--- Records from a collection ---
----------

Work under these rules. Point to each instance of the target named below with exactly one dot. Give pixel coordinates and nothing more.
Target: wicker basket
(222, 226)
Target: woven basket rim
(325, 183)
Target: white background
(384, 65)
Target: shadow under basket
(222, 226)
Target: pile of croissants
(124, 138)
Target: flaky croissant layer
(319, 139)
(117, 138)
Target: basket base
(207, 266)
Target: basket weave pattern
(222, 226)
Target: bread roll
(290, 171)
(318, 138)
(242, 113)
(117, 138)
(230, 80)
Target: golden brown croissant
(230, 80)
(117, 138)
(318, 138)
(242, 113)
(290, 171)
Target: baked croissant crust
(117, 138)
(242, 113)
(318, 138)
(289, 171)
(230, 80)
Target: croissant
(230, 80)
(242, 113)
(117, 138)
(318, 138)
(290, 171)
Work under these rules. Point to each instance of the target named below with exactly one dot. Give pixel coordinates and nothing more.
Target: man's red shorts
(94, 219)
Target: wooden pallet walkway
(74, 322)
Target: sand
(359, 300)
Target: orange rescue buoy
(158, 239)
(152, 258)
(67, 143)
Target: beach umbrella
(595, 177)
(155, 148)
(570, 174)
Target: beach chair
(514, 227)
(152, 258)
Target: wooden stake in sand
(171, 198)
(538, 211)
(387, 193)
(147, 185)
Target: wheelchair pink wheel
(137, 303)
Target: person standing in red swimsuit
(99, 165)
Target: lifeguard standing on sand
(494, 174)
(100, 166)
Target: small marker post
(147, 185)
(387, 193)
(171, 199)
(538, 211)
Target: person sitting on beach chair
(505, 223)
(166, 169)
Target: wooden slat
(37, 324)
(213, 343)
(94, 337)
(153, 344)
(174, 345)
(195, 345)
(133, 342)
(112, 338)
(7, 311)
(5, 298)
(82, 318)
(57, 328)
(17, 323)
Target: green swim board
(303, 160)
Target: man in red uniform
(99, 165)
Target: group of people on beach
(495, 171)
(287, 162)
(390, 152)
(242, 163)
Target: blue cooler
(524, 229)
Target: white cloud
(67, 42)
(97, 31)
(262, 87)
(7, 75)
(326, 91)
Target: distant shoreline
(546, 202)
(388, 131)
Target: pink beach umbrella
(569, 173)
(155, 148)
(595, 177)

----------

--- TASK ---
Would you return all of the data exactly as it stands above?

--- RESPONSE ---
Work under these rules. Point to each instance of the target named below with exactly one dot. Give pixel coordinates and nothing more.
Target: wicker basket
(222, 226)
Target: woven basket rim
(325, 183)
Target: white background
(384, 65)
Target: shadow under basket
(222, 226)
Target: pile of croissants
(124, 138)
Target: flaky croissant layer
(319, 139)
(117, 138)
Target: basket base
(207, 266)
Target: basket weave pattern
(222, 226)
Target: bread roll
(290, 171)
(318, 138)
(242, 113)
(117, 138)
(230, 80)
Target: golden brown croissant
(230, 80)
(117, 138)
(318, 138)
(242, 113)
(290, 171)
Target: baked croissant crust
(117, 138)
(242, 113)
(318, 138)
(289, 171)
(230, 80)
Target: croissant
(230, 80)
(242, 113)
(117, 138)
(318, 138)
(290, 171)
Work under these rules. Point to each instance of the target named below with exactly one dot. Give pixel coordinates and nothing more.
Target: man's red shorts
(94, 219)
Target: wooden pallet walkway
(74, 322)
Target: sand
(359, 300)
Target: orange rescue buoy
(158, 239)
(152, 258)
(67, 143)
Target: beach umbrella
(595, 177)
(155, 148)
(570, 174)
Target: beach chair
(514, 227)
(152, 258)
Target: wooden stake in sand
(171, 198)
(538, 211)
(387, 193)
(147, 185)
Target: wheelchair pink wheel
(137, 303)
Target: person standing in red swimsuit
(99, 165)
Target: lifeguard standing on sand
(494, 174)
(100, 166)
Target: small marker post
(147, 185)
(387, 193)
(171, 199)
(538, 211)
Target: person sitting on beach chair
(505, 223)
(166, 169)
Target: wooden slat
(37, 324)
(213, 343)
(94, 337)
(153, 344)
(174, 345)
(195, 345)
(133, 342)
(112, 338)
(7, 311)
(5, 298)
(82, 318)
(57, 328)
(17, 323)
Target: green swim board
(303, 160)
Target: man in red uniform
(99, 165)
Target: group of people on beach
(495, 171)
(287, 162)
(390, 152)
(242, 163)
Target: blue cooler
(524, 229)
Target: white cloud
(67, 42)
(97, 31)
(262, 87)
(7, 75)
(326, 91)
Target: distant shoreline
(546, 202)
(388, 131)
Target: pink beach umbrella
(569, 173)
(155, 148)
(595, 177)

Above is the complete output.